> _EXCERPTED DATA_
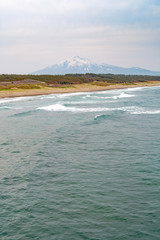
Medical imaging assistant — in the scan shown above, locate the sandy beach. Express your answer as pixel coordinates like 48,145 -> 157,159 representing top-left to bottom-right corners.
0,81 -> 160,98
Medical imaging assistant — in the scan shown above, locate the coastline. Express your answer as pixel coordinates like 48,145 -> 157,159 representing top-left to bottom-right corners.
0,81 -> 160,98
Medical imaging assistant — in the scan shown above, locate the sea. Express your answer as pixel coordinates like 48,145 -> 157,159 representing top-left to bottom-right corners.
0,87 -> 160,240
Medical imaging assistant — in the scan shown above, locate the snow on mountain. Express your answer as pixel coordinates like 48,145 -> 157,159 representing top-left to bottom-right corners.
32,56 -> 160,76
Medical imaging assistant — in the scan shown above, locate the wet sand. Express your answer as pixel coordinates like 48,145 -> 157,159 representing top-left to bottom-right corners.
0,81 -> 160,98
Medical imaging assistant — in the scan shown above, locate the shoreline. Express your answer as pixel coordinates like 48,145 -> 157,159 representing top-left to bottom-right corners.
0,81 -> 160,98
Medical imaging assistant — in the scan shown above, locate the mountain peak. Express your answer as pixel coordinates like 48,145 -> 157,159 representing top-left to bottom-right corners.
32,56 -> 160,76
66,56 -> 90,67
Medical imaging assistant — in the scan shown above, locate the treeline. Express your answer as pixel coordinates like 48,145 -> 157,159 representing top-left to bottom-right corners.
0,73 -> 160,86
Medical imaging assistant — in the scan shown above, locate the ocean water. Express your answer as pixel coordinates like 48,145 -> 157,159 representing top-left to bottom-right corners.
0,87 -> 160,240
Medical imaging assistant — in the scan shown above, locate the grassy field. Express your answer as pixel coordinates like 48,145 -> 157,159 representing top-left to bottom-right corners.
0,73 -> 160,90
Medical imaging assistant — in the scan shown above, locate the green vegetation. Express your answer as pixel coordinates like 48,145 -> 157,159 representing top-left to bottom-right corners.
0,73 -> 160,90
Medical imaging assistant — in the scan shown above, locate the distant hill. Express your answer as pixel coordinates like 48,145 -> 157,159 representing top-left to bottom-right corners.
31,56 -> 160,76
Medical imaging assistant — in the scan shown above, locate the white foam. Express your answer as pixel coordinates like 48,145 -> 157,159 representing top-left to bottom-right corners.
0,97 -> 35,104
113,92 -> 135,99
131,110 -> 160,114
37,103 -> 138,113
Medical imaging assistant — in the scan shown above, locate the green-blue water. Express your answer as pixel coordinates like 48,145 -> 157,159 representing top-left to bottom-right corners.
0,87 -> 160,240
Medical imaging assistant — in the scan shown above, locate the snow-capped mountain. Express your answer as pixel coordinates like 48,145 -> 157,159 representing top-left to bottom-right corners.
32,56 -> 160,76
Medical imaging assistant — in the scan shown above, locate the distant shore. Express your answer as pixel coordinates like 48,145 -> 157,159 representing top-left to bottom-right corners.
0,81 -> 160,98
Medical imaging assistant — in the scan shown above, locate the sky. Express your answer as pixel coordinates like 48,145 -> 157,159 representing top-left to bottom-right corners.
0,0 -> 160,74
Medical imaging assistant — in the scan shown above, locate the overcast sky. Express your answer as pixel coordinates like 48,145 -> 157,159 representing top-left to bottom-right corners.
0,0 -> 160,74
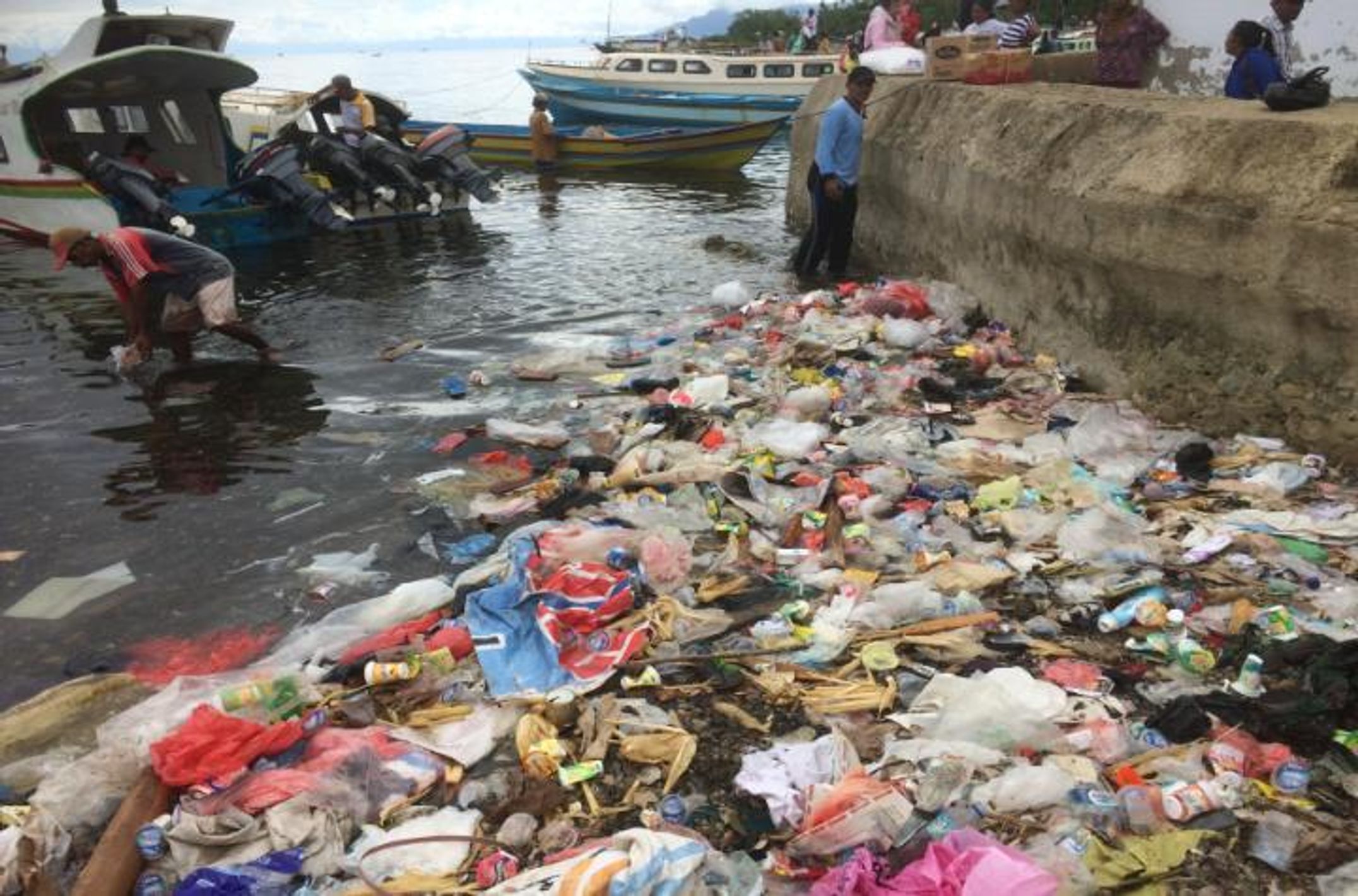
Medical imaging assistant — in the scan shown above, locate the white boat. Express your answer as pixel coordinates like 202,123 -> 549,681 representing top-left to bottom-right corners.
0,14 -> 493,247
520,52 -> 839,125
0,15 -> 256,239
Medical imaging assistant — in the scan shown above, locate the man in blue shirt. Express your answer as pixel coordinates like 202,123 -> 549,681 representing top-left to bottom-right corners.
793,66 -> 877,277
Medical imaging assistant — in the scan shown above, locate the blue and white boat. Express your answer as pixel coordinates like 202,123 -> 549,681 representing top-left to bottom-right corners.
520,52 -> 839,125
0,14 -> 493,247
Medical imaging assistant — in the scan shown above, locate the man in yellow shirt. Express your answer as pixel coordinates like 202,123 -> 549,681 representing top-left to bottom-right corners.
528,93 -> 558,171
330,74 -> 377,146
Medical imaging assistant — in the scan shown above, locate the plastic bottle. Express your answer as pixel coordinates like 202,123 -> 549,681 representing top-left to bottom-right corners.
1099,585 -> 1169,634
1118,785 -> 1162,834
1162,772 -> 1241,822
1066,785 -> 1122,831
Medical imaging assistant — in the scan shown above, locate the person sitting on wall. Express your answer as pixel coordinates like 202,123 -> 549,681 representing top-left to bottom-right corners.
863,0 -> 903,52
1226,20 -> 1286,99
1260,0 -> 1306,78
1095,0 -> 1169,90
528,93 -> 558,172
1000,0 -> 1042,50
896,0 -> 925,46
963,0 -> 1005,39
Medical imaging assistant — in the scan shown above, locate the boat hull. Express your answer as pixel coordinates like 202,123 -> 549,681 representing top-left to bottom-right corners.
520,69 -> 803,126
0,178 -> 118,240
404,119 -> 782,171
0,179 -> 468,250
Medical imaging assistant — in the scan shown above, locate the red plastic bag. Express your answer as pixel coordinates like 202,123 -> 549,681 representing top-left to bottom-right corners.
340,610 -> 443,664
858,280 -> 933,321
127,628 -> 278,686
151,703 -> 302,787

> _WHAT THE TASK REQUIRES_
Reproduce the full listing above verbatim, with no pictures included.

> _CORRECT ANSWER_
Medical imaging assistant — in the scan shown above, locate the sandy beach. Express your answer as pixel coordinates like 48,145 -> 157,159 representing top-left to bottom-right corners.
0,81 -> 160,98
Medical imaging assistant — in the scan shown above, locate the coastline. Express your answer as pixel coordinates like 48,145 -> 157,159 representing top-left to bottom-right corners.
0,81 -> 160,98
Medical imaging assistant — in the scan shown above, locate the sea. Express your answer as pixel coordinates like 48,145 -> 157,159 representing top-left to bottom-right corners.
0,87 -> 160,240
Medical imaging assistant — in the scan shown above, locate the snow on mountain. Express your answer as pixel coordinates like 48,145 -> 157,159 representing top-left to bottom-right corners.
32,56 -> 160,76
Medical imaging assistant — in the scan shown above, locate the wet sand. Express your answer as pixel coordinates like 48,145 -> 157,159 representing top-left to bottom-right corners.
0,81 -> 160,98
Medical imaging assistant — in the scan shown above, locate the shoreline. Express your answer as pixel coordinates like 48,145 -> 157,159 representing top-left to bottom-right corners.
0,81 -> 160,98
Medical imaging assistant — in the scan shown above, locate the mountain peak. Express your answer as pixel coordinates like 48,145 -> 157,159 representing top-left to bottom-right corners.
32,56 -> 160,76
66,56 -> 90,67
Medical imaging assistant — in the scan shown above, locate the treeline. Express your answer as pixel coordinates like 48,145 -> 157,159 representing top-left to bottom-right corners.
0,73 -> 160,86
Medical imaging assistant — in the scan shown above, locate the ocean water. Express your answer as pixel coordinates like 48,145 -> 157,159 representing top-left to bottom-right corners.
0,87 -> 160,240
Medical imaging assistant — in the scan shown above, locate the grassy field. Express your answer as pixel coordinates like 48,145 -> 157,159 representing top-left to bottom-right corners.
0,73 -> 160,90
Medical imaging assistant — in the scan shown above, locate the green vegetation. Express your answer as pixel coordinates like 48,145 -> 157,159 representing top-left to bottom-right corners.
0,73 -> 160,90
Medical imaging assistant — in the scan shown above, locate the distant hill. Express your answer as pixel coordinates like 48,145 -> 157,159 representing top-left to bottom-right corners.
31,56 -> 160,76
Medical imaging assistant — in the scan shown above, locate the white foam. Express your answer as pixel coordinates like 48,145 -> 157,159 representing top-left to bottom-right corners.
0,97 -> 35,104
113,92 -> 135,99
131,110 -> 160,114
37,103 -> 138,113
Medical imaging assistant — in the scan shown above, locate the green-blue water. Express your answer as pixel coordinates like 48,145 -> 157,159 representing top-left to bottom-right corners.
0,87 -> 160,240
Medical imaging assistant — in the scan shown above, locate the snow-capped mountain. Express your answer as pixel coordinates like 48,145 -> 157,159 representing top-left to bottom-right corners.
32,56 -> 160,76
Medical imaging assistant — in the scan shown above, locate the distant shore. Express your answer as pixel coordinates like 48,145 -> 157,159 representing top-left to bottom-right corners.
0,81 -> 160,98
Medical imaging assistant — in the scan shown above, locate the sky. Express your answer as pixel coordinates like 48,145 -> 157,159 representing top-left to bottom-right corners.
0,0 -> 160,74
Medical imaging assistant — in the scan shown above, locate the overcast sky. Express your answer as pixel coordinates like 48,145 -> 157,159 representing top-left to bottom-right corners.
0,0 -> 160,74
Medical imaging assistant — in the scan shown above, locate the white boat. Express your answer as pixel coordinates like 202,123 -> 549,681 representing top-left to bottom-right corners.
0,14 -> 493,247
520,52 -> 839,125
0,15 -> 256,239
Medical imaging assistant — in the scan shown above, locate the man in blue shirt. Express your answer as pixel coordinates like 202,123 -> 549,681 representing top-left to bottom-right corners.
793,66 -> 877,277
Medical imaging assistant — in the scan shown above, locate the blue and white boat. Express your answer as pixel coordinates like 202,123 -> 549,681 representing top-left to bottom-right corners.
520,52 -> 839,125
0,14 -> 493,247
Medical imaging assistant — in the scan shown above, locate the man in yellow shirt. Express your answer as pixel coordinates like 202,123 -> 549,681 representing top-left to bottom-right corners.
528,93 -> 558,171
330,74 -> 377,146
Medical imaging assistant — in the scan shown above, locate the plastic bottle. Express your answer as pixel coordinates like 202,123 -> 549,681 representing top-left to bottom-right corners.
1099,585 -> 1169,634
1118,785 -> 1162,834
1162,772 -> 1241,822
1066,785 -> 1122,831
Medical imaging assistant — in the scan shown above, locate the person sitting on wall. Express your answer as pixel coordinates like 202,123 -> 549,681 representing top-left to bottom-right corners.
863,0 -> 903,52
1226,20 -> 1286,99
1260,0 -> 1306,78
1095,0 -> 1169,90
528,93 -> 558,172
1000,0 -> 1042,50
896,0 -> 925,46
963,0 -> 1005,39
Medical imaging assistant — in the scan shown above, locate the boat hull. Express your answer as pixel coordinates like 202,123 -> 549,681 representing top-left to bottom-right corners.
520,69 -> 803,126
0,178 -> 118,240
404,119 -> 782,171
0,179 -> 468,250
Medical imaging assistant — in the scan shown above, locate the red plastic bag. Express your answer as pixel coordinates like 202,123 -> 549,681 representing top-left to bottom-right corners.
340,610 -> 443,664
858,280 -> 933,321
127,628 -> 278,686
151,703 -> 302,787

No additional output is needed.